> _Request A_
Put the lines of the records, from the line with "Phrase: blue striped shirt" through the end of the records, into a JSON list of strings, one string per line, with blank lines omitted. Leave the pictures out of the answer.

As China’s population continues to grow, the country is adopting the “Slow Food” movement. Their first village, created by Stefano Boeri Architetti (SBA), was recently presented at the 16th Venice Biennial. It’s expected to be the first of 1,000 Slow Food villages in China over the next five years.

What is the Slow Food movement? No, it doesn’t involve restaurants that still put condiments in glass bottles, forcing you to painfully wait for ketchup on your plate. It’s a campaign that promotes good, clean, and fair food for all communities around the world. The movement originated back in 1989 in Italy and has now spread to over 160 countries.

Italian food columnist and social activist Carlo Petrini was behind the start of it all, reminding people that locally produced was still important in an era where the fast food industry. It was important to promote this food and protecting our resources for later generations. There were also efforts to improve labor conditions.

“If food was no longer obliged to make intercontinental journeys, but stayed part of a system in which it can be consumed over short distances, we would save a lot of energy and carbon dioxide emissions,” Petrini said in his book, Terra Madre: Forging a New Global Network of Sustainable Food Communities. (“Terra Madre” is Italian for “Mother Earth”.)

China is hoping to return to their roots in terms of farming food locally and sustainably with a new Slow Village program, piloted by SBA. The idea was announced last October by Slow Food Great China, and it would be located near the capital city of the Sichuan province, Chengdu.

According to Inhabitat, SBA will create a school, library, and small museum in the community for free. They’ll all provide education on the three important factors that the Slow Food movement is established on. This includes how to establish a healthy diet, how to preserve the environment, and it will promote their local food and history.

> _Request B_
Continue the text on China's Slow Food villages from where it stops.

> _Exercise materials_
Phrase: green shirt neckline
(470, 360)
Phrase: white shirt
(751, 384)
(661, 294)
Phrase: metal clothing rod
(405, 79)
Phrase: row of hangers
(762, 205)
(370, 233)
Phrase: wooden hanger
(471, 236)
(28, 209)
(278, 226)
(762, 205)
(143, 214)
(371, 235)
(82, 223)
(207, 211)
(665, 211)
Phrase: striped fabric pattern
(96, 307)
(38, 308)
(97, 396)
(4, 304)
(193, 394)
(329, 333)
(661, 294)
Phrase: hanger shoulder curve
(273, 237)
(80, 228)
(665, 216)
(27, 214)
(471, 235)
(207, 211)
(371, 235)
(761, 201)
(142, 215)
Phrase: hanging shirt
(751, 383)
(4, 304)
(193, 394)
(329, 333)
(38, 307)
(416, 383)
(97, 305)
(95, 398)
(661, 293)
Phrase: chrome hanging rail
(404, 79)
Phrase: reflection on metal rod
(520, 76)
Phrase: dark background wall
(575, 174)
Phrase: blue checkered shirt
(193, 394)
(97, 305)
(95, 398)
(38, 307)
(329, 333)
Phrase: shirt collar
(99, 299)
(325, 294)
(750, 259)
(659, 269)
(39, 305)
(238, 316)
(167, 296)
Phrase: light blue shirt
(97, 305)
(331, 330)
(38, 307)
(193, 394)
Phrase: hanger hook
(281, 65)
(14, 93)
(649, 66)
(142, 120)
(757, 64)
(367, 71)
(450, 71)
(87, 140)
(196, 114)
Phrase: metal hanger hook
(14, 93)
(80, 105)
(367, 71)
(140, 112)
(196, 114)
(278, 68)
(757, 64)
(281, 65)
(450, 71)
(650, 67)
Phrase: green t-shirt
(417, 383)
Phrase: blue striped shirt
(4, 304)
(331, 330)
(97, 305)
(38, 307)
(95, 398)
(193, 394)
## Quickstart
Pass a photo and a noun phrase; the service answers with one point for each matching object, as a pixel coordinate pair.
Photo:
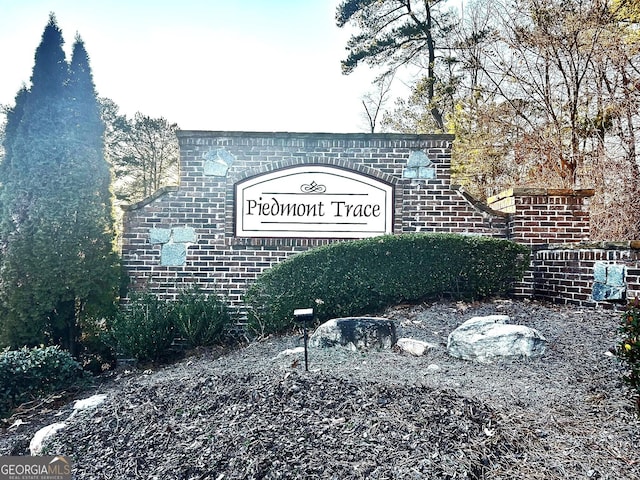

> _Exercise response A_
[
  "Phrase: blue striped shirt",
  "(4, 304)",
  "(331, 330)",
  "(97, 305)",
  "(38, 307)",
  "(95, 398)",
  "(193, 394)",
  "## Quickstart",
  "Pass a photo and a noun phrase; the service answers with one point for each matching object, as a pixel coordinate pair.",
  "Photo:"
]

> _Exercise response B_
“Farmers’ interests have been sacrificed. Many people who now live in towns and cities, but who were born and grew up in villages have nowhere to return to,” Sun Qun, founder of Slow food Great China, told the South China Morning Post. “Some people have made billions of yuan, but they can’t save their home villages from vanishing.”

This pilot project is only the tip of the iceberg for the movement. 1,000 Slow Food villages will be created over the next five years. The idea is to keep Chinese residents in their own regions instead of immigrating to already overpopulated cities.

“We easily forget that the rural areas provide sustainability to our daily lives,” Stefano Boeri told Inhabitat. “It is an inevitable necessity of architecture to confront the speed of evolution while also feeding it with the richness of the past. For this reason, we have proposed to enhance the agricultural villages with a system of small but precious catalysts of local culture...”

Slow Food has made the migration over to the United States with over 200 chapters established around the country. Slow Food Nations, a three-day event beginning July 13th in Denver, Colorado, will promote culture and local food. Along with free samples and activities, ticketed activities include a summit on the opening day and Colorado Fare, which is essentially an upgrade to gourmet food and unique drinks.